Requirements ->
Please rewrite the post on headhunters starting at "I have never" and ending at "Half and Teksystems.", swapping every "circumstances" for "situations".

Text excerpt ->

I have given many tips about finding a job over the years but I had neglected to include an area that I take advantage of just about every time I land a contract job: Headhunters.
Let anyone say anything bad about recruiters that they wish. You can even believe them if you wish. But I am buying a house in an economy where a number of folks are getting foreclosed. And I am doing so on the basis of a job that I got through a contracting agency.
All of the usual rules apply: Use established agencies who actually vet employment opportunities and jobs to make sure they are real, legitimate and pay well.
Trying to get a job through Bob's fly by night agency that he runs out of the back of his pickup will not end well.
It can be particularly important to have a staffing agency vet work-from-home jobs since a lot of those are fake.
I have never paid to find work so I am going to suggest you don't either. There may be special circumstances where you have to pay. If or instance, jobs are scarce and you need an edge, but I have no personal experience with those circumstances.
I work in IT so some of the best agencies for me have been Insource, Robert Half and Teksystems.
If you are more of a clerical bent you might try Manpower or Kelly Services.

Information provided ->
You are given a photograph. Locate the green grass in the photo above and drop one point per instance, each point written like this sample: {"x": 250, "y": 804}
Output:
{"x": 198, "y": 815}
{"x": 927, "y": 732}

Exercise response ->
I have never paid to find work so I am going to suggest you don't either. There may be special situations where you have to pay. If or instance, jobs are scarce and you need an edge, but I have no personal experience with those situations.
I work in IT so some of the best agencies for me have been Insource, Robert Half and Teksystems.